_Selected excerpt_
Determine how a router makes a forwarding decision by default
Configure and verify single-area OSPFv2
Today we review the basic operation of OSPF. OSPFv2 is used for IPv4 routing, and OSPFv3 is used for IPv6 routing. Although the two versions share the same basic operation principles, we also review how they differ. Tomorrow, we will review single-area OSPFv2 configuration.
The Internet Engineering Task Force (IETF) chose OSPF over Intermediate System-to-Intermediate System (IS-IS) as its recommended interior gateway protocol (IGP). In 1998, the OSPFv2 specification was updated in RFC 2328, “OSPF Version 2” (see http://www.ietf.org/rfc/rfc2328). Cisco IOS Software chooses OSPF routes over RIP routes because OSPF has an administrative distance (AD) of 110 versus RIP’s AD of 120.
The data portion of an OSPF message is encapsulated in a packet. This data field can include one of five OSPF packet types. Figure 14-1 shows an encapsulated OSPF message in an Ethernet frame.

_Provided information_
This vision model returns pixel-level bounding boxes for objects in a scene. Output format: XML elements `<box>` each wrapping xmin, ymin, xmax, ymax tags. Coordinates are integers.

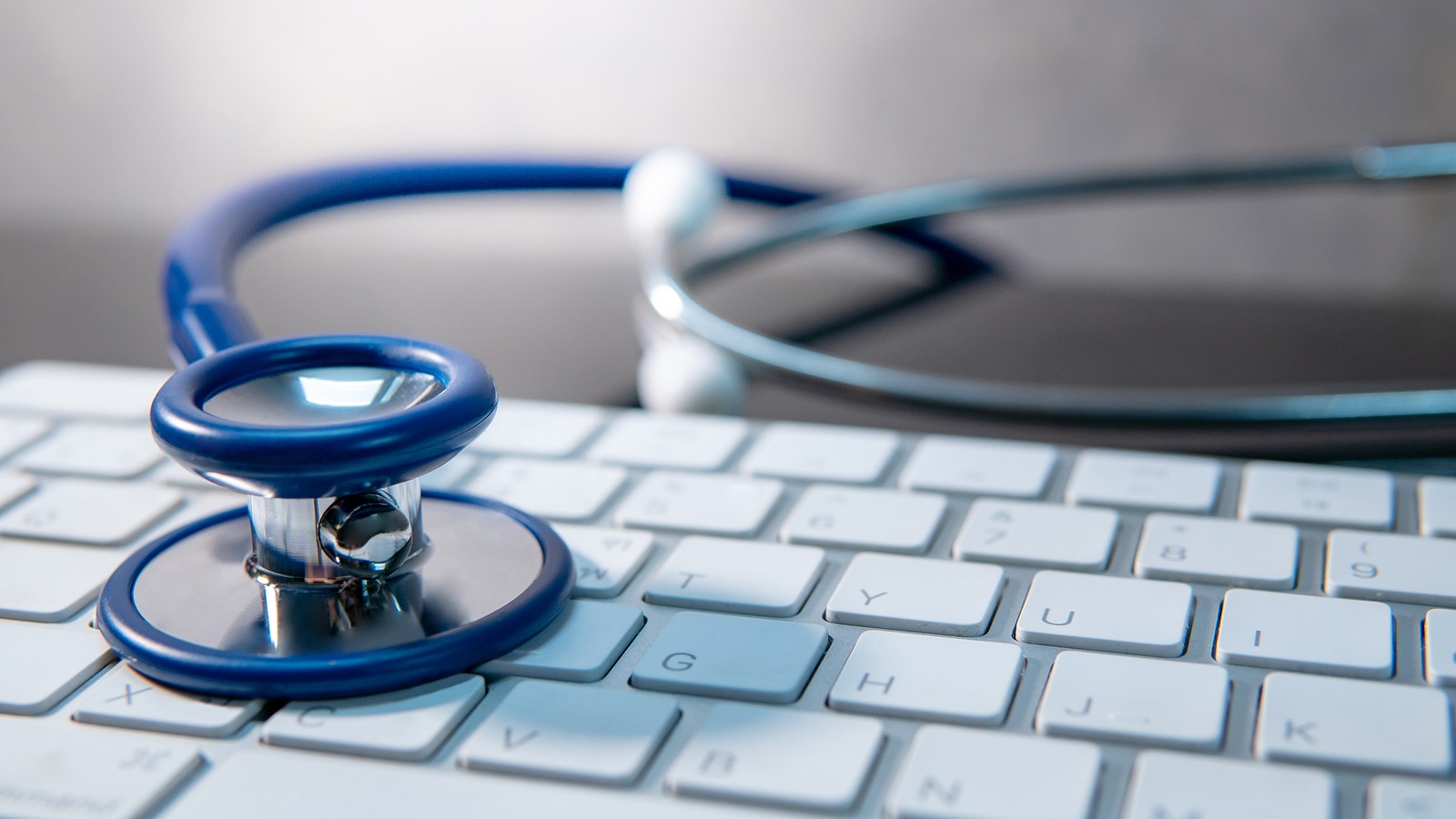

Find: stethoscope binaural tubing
...
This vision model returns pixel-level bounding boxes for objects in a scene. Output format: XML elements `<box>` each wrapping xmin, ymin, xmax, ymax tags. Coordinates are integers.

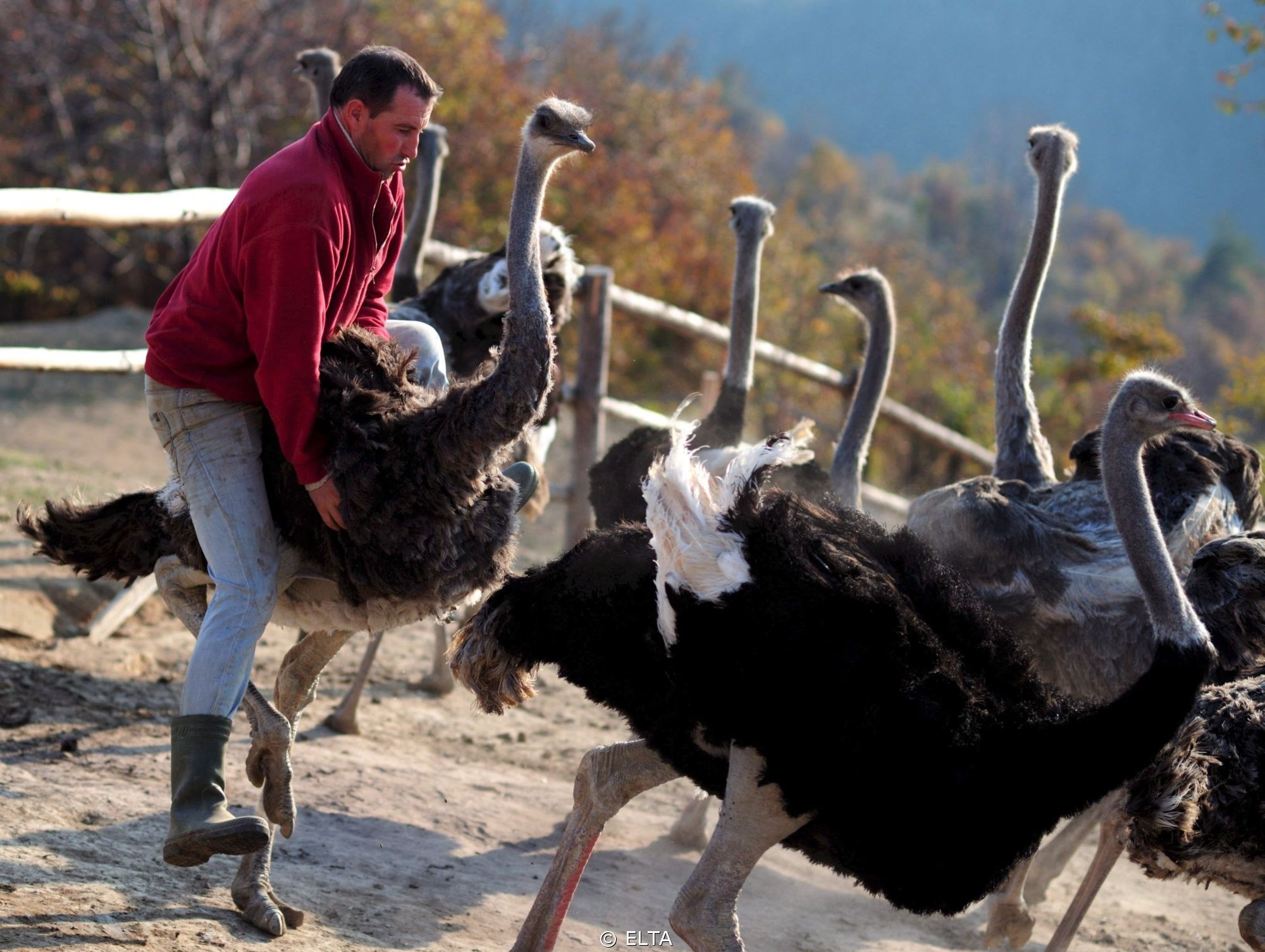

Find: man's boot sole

_Requirement 1_
In the OSPF review text, why does Cisco IOS Software choose OSPF routes over RIP routes? Answer in one to three sentences.
_Requirement 2_
Pick up the OSPF review text after its last sentence and keep writing.

_Result 1_
Cisco IOS Software prefers OSPF routes because OSPF has an administrative distance of 110, which is lower than RIP's administrative distance of 120.

_Result 2_
The OSPF packet header is included with every OSPF packet, regardless of its type. The OSPF packet header and packet type–specific data are then encapsulated in an IP packet. In the IP packet header, the protocol field is set to 89 to indicate OSPF, and the destination address is typically set to one of two multicast addresses: 224.0.0.5 or 224.0.0.6. If the OSPF packet is encapsulated in an Ethernet frame, the destination MAC address is also a multicast address: 01-00-5E-00-00-05 or 01-00-5E-00-00-06.
Each of the five OSPF packet types serves a specific purpose in the routing process:
Hello: Hello packets establish and maintain adjacency with other OSPF routers.
DBD: The database description (DBD) packet contains an abbreviated list of the sending router’s link-state database. Receiving routers use it to check against the local link-state database.
LSR: Receiving routers can request more information about any entry in the DBD by sending a link-state request (LSR).
LSU: Link-state update (LSU) packets reply to LSRs and announce new information. LSUs contain 11 types of link-state advertisements (LSAs).
LSAck: When an LSU is received, the router sends a link-state acknowledgment (LSAck) to confirm receipt of the LSU.
OSPF neighbors exchange hello packets to establish adjacency. Figure 14-2 shows the OSPF header and hello packet.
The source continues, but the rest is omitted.